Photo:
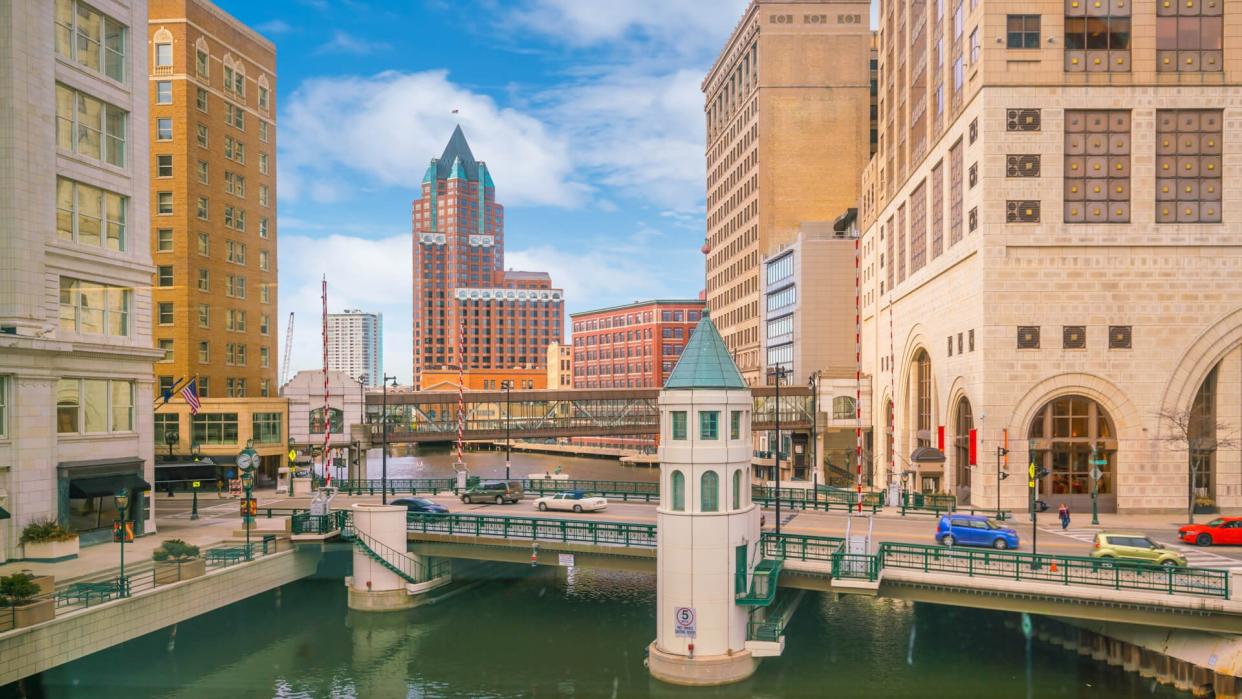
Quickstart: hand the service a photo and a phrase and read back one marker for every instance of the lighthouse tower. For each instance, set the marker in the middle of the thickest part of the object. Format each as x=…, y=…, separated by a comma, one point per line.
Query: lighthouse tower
x=708, y=529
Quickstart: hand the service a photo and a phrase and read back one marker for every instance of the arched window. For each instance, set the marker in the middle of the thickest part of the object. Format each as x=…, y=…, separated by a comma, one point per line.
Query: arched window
x=335, y=416
x=709, y=492
x=842, y=407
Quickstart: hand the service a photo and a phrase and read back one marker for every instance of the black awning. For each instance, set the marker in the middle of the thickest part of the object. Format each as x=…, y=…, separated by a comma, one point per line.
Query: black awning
x=101, y=486
x=927, y=455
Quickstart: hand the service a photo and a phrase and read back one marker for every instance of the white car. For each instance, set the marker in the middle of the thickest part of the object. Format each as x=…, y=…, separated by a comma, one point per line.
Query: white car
x=574, y=500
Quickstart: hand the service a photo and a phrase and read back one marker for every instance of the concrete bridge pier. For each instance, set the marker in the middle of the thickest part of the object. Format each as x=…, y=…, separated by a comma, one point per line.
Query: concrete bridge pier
x=374, y=587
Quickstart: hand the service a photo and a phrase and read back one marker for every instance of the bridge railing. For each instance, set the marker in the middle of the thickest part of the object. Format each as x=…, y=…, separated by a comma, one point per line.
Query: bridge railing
x=535, y=529
x=1066, y=570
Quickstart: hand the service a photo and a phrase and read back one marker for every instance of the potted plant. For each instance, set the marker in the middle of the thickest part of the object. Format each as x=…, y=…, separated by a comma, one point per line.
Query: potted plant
x=46, y=540
x=19, y=594
x=175, y=561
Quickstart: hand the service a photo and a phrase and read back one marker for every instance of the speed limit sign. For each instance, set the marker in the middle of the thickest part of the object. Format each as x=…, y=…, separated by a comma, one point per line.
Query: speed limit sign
x=684, y=618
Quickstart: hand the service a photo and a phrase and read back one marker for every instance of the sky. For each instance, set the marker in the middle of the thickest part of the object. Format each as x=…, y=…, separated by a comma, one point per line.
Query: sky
x=588, y=113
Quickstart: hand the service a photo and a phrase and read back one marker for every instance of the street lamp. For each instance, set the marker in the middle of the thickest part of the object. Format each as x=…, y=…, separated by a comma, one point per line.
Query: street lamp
x=508, y=386
x=775, y=374
x=122, y=504
x=384, y=417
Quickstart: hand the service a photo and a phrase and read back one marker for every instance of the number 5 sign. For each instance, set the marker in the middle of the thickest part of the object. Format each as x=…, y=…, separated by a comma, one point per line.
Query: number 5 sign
x=684, y=618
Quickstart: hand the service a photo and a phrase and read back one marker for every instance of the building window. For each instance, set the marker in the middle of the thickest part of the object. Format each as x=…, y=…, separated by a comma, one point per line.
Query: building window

# # #

* **WORK TASK**
Where the material above includes pictures, omit them and retype everything else exactly.

* **SOLVED EXERCISE**
Photo:
Quickstart: hand the service a photo and a phrase and read back one marker for every instance of the lighthouse tower. For each instance, set the marker in the middle of the thickest part of the object. Format each as x=…, y=…, separated by a comma, one point per line.
Query: lighthouse tower
x=708, y=529
Quickstart: hand the service a photo and a phrase and read back one marker for every instance of the arched window. For each instance, set the marker in the middle of the thickest part of the object. Format each as x=…, y=…, separated by a comma, one point per line.
Query: arched window
x=335, y=416
x=709, y=492
x=842, y=407
Quickstart: hand the service a photo and a phrase and read back one marker for every instance of the black awning. For each instance, set the marker in the middle of the thickest part of the object. Format each as x=…, y=…, separated by a comma, one point per line.
Query: black awning
x=101, y=486
x=927, y=455
Quickstart: hand the service a photo and a phrase and read back one marker for every instance of the white car. For each instance, set the marker in the middle of the thickest part of the object. Format each as x=…, y=…, separated by a comma, one point per line.
Query: white car
x=574, y=500
Quickstart: hand the service a photo and a phrase and read back one marker for every instance of the concrete bridge pier. For each instance, set the marker in the middle of the thickest part of the object. Format each as x=…, y=…, separated by a comma, one point per line.
Query: concrete bridge pier
x=374, y=587
Quickstart: hand the service a photo and a phrase and read back one marker for every instance of the bridge railing. For each instance, set the marker in the middle of the thickest part of the object. Format each as x=…, y=…, separated by a comma, one point per line.
Query: bridge railing
x=535, y=529
x=1066, y=570
Quickstart: hand the service a photo and a phrase and read back one marker for every instance of the potted plant. For each instance, set the marker in the middle of the thickest part of the object. Format each as x=…, y=…, separated by a comma, one point per line.
Query: potted plant
x=46, y=540
x=19, y=594
x=175, y=561
Quickstart: hand the service a photo and a phrase and read back one marker for every instance of the speed limit sign. For each instance, set the marker in the middle of the thickest part of the object. Format each as x=…, y=…, separated by a comma, one point per line.
Query: speed limit sign
x=684, y=618
Quickstart: hand the service a photo and a phrase and read back one marker for every instance of the sky. For each instance, set the marker in the middle of the thickest part of the object. Format each as x=…, y=…, separated by a comma, one point per line.
Query: sky
x=588, y=113
Quickstart: hand the service a photo and a phrase and read back one marker for every instance of the street lamp. For each instance, set the marker in the middle of the thickest part of the object. Format each as x=…, y=…, separated by a comma, one point per line.
Query: street lamp
x=508, y=386
x=775, y=374
x=122, y=504
x=384, y=417
Quickstart: hand the service a photo and a phrase and read back one marker for every instance of the number 5 sign. For each instance, set the marker in the middle of the thickest part of the object. Format each as x=…, y=…, separated by a comma, one point per line.
Query: number 5 sign
x=684, y=618
Quickstart: hand the service a photo and a phrase and read back one marker for every instance of the building window. For each instance, set the marker in the middle of the thickest part of the object. Format each as x=…, y=…, separated by a comma, one point per line.
Query: building window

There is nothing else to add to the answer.